Exercise text →
.....
Some of you might be hmpf-ing at me and asking, "What makes you think you will even live till next year? Your obesity will kill you soon!"

First of all, I am trying my best to diet in the midst of ba kwa and unlimited snacks lying around, ok! Stop saying I am fat!

Secondly, I am determinded to stay alive till next year at least, because I NEED to read the last Harry Potter book before I die!

Harry Potter and the Deathly Hallows.

Doesn't it sound extremely forbidding and exciting? YES IT DOES!

I'm going to go into Harry Potter frenzy again!! JK Rowling announced that the book will be published on 21st July, and that, my blogders, will be the day I... no, one day after that (gimme some time to read the book), will be the day you can kill me.

I mean, of course I still won't be very happy about being killed, but hey, at least I won't be pondering in hell what happened to Harry...

Bill and Fleur are gonna get married! And Victor Krum is coming back into the scene! How will Ron react? Is Dumbledore really dead? How did Rowling get so funny?

She is so totally my favourite writer. I know you guys thought I sounded really stupid in that GoL ep with SPG but I am NOT kidding when I said that the Harry Potter series (as a whole) is my favourite book in the world.

Why would people choose a cheam and dull book to be their favourite? The Harry Potter series is intriguing and funny and a breeze to read. Perfect! I am not ashamed of my choice and I will not be conformed into saying any other book is my favourite!

ANYWAY!

A few pictures. It's like a Mike Galore, I shot so much pictures of him!

Me and Him at the new Marche. Or V'iage or whatever it is called now, still the same damn thing.




Unshaven and drinking!



Rozz asked me to go the Biotherm launch, they gave us $500 worth of Biotherm vouchers!!! *boggle-eyed*

I had SUCH a good time choosing all my products.


Thought I'd put up the uncensored version of this photo.


Mike's olive green eye

I took this while he was lying in bed beside me. It's so bloody unfair! Look at how pretty real coloured eyes are! It's so intriguing; the sea-green blends into the brown and forms a flower-like pattern.

GRRRRR. Why can't ALL the races have coloured eyes?


Hmmm cute


Last day of being blonde

I somehow look like a tranny in that picture. Why?

Anyway, black hair.

It's so funny! I never really thought about what race I look like, and I just always presumed I look Chinese even with light-coloured hair.

But only after I dyed my hair (and cut my stupid fringe to go with it) did I realise how much more oriental I looked!

After Mike and I *ahem-ed* that day, I caught our reflection in the mirror and exclaimed with a loud gasp, "Oh my god! We just had inter-racial sex! That's like so weird!!"

He frowned at me and said placidly that has been happening for some time now, but well, before this I always had the same-ish hair colour as him so it really never occured to me how fundamentally different we are!
.....
Provided records →
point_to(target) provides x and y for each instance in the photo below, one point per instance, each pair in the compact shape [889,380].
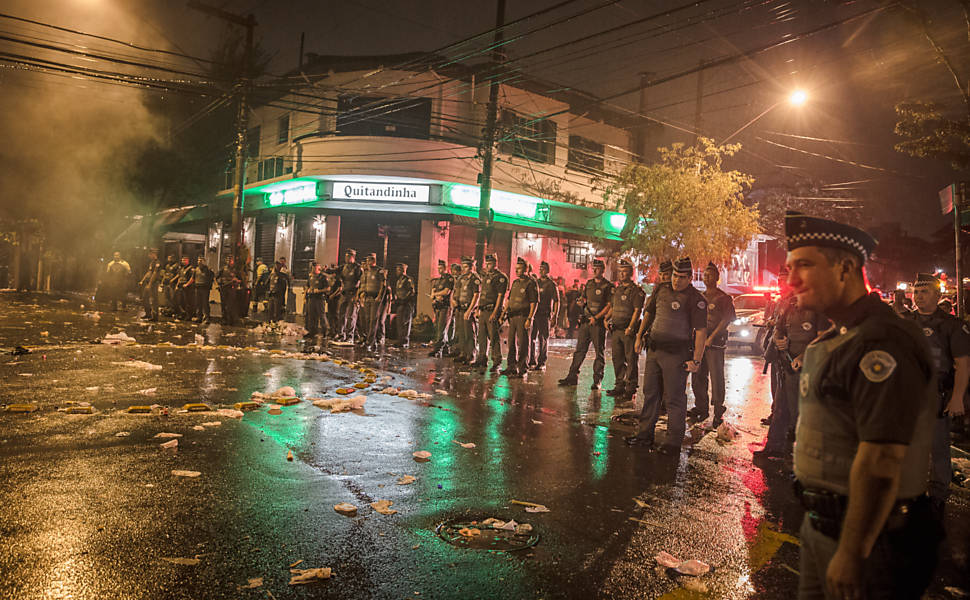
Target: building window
[577,254]
[283,129]
[528,137]
[375,116]
[585,155]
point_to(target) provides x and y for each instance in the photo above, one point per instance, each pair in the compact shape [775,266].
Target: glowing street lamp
[796,98]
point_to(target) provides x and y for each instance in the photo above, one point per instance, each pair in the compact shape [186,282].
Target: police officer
[228,280]
[677,317]
[494,286]
[279,283]
[149,286]
[595,301]
[523,300]
[794,330]
[547,310]
[316,315]
[625,307]
[370,297]
[349,274]
[866,407]
[720,314]
[949,340]
[403,304]
[442,287]
[202,278]
[465,302]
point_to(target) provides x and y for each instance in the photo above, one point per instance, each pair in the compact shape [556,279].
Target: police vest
[627,299]
[671,322]
[597,295]
[826,441]
[519,299]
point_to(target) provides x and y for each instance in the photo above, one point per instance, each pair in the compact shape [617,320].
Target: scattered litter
[191,562]
[301,576]
[383,507]
[113,339]
[346,509]
[139,364]
[684,567]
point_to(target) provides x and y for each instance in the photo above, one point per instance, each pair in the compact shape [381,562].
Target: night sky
[854,74]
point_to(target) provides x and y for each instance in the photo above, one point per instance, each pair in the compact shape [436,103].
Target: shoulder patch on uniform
[877,365]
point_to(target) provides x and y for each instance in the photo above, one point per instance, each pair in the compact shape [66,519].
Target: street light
[796,98]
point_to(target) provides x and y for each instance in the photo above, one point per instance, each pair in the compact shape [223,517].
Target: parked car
[748,328]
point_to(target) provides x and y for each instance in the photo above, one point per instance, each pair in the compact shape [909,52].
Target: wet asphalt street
[86,514]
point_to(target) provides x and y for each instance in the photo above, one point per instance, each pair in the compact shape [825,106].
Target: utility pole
[484,206]
[242,115]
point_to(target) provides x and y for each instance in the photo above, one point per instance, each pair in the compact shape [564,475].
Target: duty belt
[826,509]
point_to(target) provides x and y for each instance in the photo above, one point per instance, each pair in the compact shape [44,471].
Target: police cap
[803,230]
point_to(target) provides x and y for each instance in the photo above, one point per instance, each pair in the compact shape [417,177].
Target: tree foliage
[686,204]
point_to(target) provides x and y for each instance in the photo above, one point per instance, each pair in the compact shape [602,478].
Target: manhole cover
[491,538]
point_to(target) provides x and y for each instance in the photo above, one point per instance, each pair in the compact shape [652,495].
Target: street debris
[114,339]
[383,507]
[684,567]
[181,473]
[301,576]
[346,509]
[191,562]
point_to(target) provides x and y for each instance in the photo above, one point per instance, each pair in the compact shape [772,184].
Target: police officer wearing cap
[403,304]
[442,287]
[949,339]
[677,317]
[523,300]
[494,286]
[624,318]
[465,302]
[595,301]
[349,274]
[720,314]
[547,309]
[370,296]
[867,401]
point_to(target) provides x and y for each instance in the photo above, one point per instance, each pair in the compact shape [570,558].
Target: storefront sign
[306,192]
[381,192]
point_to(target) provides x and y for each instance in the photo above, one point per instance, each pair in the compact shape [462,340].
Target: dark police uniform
[202,277]
[523,296]
[675,315]
[949,339]
[596,295]
[372,283]
[494,285]
[548,298]
[349,274]
[442,310]
[149,292]
[316,315]
[720,308]
[404,307]
[628,300]
[467,286]
[800,326]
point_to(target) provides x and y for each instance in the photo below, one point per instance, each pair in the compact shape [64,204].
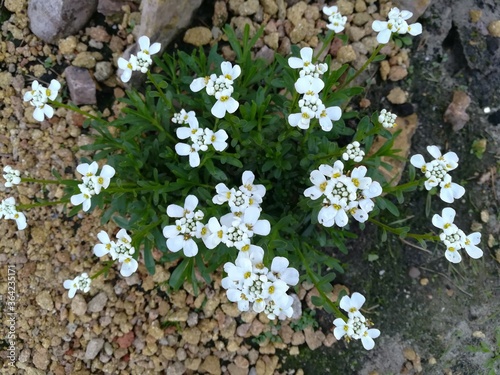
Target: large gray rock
[51,20]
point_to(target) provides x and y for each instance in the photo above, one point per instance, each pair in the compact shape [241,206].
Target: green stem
[411,235]
[22,207]
[313,277]
[77,110]
[363,68]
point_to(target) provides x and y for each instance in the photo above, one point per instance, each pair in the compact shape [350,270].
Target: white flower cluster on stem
[141,62]
[221,87]
[353,152]
[11,176]
[121,250]
[250,282]
[387,119]
[342,194]
[38,97]
[436,172]
[92,183]
[200,138]
[454,238]
[337,21]
[396,24]
[310,85]
[81,282]
[8,210]
[357,326]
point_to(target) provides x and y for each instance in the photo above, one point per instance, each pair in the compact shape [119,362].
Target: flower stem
[363,68]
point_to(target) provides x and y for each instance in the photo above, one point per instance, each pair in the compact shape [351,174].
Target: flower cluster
[353,152]
[200,138]
[141,62]
[342,194]
[337,21]
[357,326]
[396,24]
[221,87]
[436,172]
[92,183]
[249,281]
[11,176]
[81,282]
[310,85]
[38,97]
[8,210]
[454,238]
[387,119]
[121,250]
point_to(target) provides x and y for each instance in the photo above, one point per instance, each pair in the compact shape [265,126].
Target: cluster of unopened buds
[436,172]
[387,119]
[357,326]
[395,25]
[92,183]
[337,20]
[39,96]
[309,84]
[342,194]
[200,138]
[221,87]
[454,238]
[141,62]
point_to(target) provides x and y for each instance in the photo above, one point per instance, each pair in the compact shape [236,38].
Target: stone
[93,348]
[44,300]
[84,60]
[397,96]
[455,113]
[397,73]
[104,70]
[41,359]
[211,365]
[110,7]
[494,28]
[78,305]
[346,54]
[51,20]
[97,303]
[81,86]
[162,19]
[198,36]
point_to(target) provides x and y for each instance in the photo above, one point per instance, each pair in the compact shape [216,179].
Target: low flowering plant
[264,189]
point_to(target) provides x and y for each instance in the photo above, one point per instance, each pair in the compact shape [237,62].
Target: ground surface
[427,310]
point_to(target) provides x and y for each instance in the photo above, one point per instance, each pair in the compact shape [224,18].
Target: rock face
[51,20]
[161,19]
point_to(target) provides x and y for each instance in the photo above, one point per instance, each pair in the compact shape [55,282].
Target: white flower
[183,149]
[11,176]
[180,236]
[8,210]
[450,190]
[81,282]
[387,119]
[105,246]
[353,152]
[127,67]
[396,24]
[39,96]
[327,115]
[445,221]
[146,48]
[225,103]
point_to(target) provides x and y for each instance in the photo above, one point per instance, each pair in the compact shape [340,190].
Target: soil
[429,311]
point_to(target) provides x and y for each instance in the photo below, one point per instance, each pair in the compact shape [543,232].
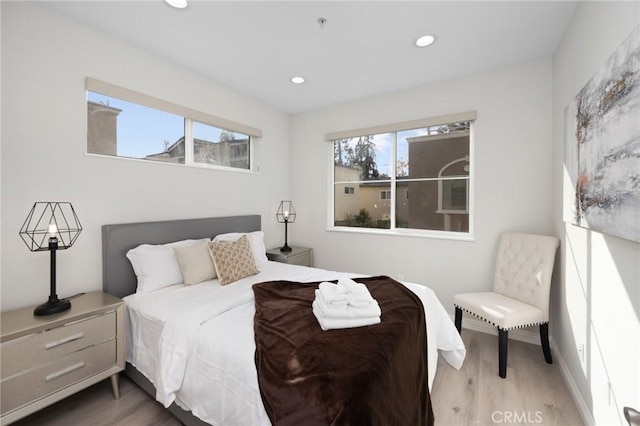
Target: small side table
[297,256]
[48,358]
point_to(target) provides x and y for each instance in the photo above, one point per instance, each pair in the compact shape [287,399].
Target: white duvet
[196,343]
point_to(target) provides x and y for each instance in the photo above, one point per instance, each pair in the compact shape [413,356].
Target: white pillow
[256,238]
[195,263]
[156,266]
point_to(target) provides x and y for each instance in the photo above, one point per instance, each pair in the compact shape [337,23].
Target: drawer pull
[64,340]
[67,370]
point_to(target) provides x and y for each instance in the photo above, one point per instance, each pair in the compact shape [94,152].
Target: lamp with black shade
[51,226]
[286,214]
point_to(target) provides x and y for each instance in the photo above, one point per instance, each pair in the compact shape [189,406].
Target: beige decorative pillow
[233,260]
[195,263]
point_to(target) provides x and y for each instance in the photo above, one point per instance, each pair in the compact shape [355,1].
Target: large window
[127,124]
[432,162]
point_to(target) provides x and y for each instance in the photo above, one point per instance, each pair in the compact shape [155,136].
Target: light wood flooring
[533,393]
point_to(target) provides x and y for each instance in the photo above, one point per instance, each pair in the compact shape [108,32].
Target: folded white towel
[359,295]
[334,323]
[347,311]
[333,294]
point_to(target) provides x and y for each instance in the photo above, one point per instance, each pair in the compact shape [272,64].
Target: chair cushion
[501,311]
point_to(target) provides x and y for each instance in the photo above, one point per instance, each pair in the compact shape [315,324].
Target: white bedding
[196,343]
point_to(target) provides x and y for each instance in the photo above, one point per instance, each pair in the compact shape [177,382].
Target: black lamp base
[53,306]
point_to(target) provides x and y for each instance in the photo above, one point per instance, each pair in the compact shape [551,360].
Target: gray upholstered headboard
[118,278]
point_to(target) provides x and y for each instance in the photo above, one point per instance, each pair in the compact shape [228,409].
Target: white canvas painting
[602,146]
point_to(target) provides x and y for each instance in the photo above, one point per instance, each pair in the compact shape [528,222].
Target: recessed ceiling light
[425,40]
[178,4]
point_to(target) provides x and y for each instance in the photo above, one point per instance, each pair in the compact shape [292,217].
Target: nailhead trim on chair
[497,326]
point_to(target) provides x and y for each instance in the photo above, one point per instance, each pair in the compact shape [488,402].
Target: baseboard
[571,384]
[528,336]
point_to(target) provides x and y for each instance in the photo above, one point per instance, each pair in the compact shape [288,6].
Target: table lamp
[286,214]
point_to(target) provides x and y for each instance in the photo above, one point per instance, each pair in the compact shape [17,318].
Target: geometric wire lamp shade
[51,226]
[36,230]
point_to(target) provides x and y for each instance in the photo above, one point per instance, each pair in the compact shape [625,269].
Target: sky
[142,131]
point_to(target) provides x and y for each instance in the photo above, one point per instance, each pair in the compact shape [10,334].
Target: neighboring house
[441,203]
[102,138]
[232,153]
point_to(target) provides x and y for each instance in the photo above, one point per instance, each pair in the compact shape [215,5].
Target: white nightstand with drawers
[47,358]
[297,256]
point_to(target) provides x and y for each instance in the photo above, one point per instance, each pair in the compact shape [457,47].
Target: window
[127,124]
[432,161]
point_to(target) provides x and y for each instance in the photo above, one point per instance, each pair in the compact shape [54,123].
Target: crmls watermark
[517,417]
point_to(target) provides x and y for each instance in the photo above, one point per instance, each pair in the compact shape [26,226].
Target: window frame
[189,115]
[394,128]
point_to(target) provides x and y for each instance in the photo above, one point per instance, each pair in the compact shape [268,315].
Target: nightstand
[47,358]
[297,256]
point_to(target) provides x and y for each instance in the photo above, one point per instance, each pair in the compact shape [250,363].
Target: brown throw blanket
[373,375]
.....
Work task 1 → In the blog post, how much were the Biotherm vouchers handed out at the launch worth?
Work task 2 → Copy the part of the blog post between "I somehow look" and "with light-coloured hair.", inclusive, changing "presumed" to "assumed".

Expected output 1 → $500

Expected output 2 →
I somehow look like a tranny in that picture. Why?

Anyway, black hair.

It's so funny! I never really thought about what race I look like, and I just always assumed I look Chinese even with light-coloured hair.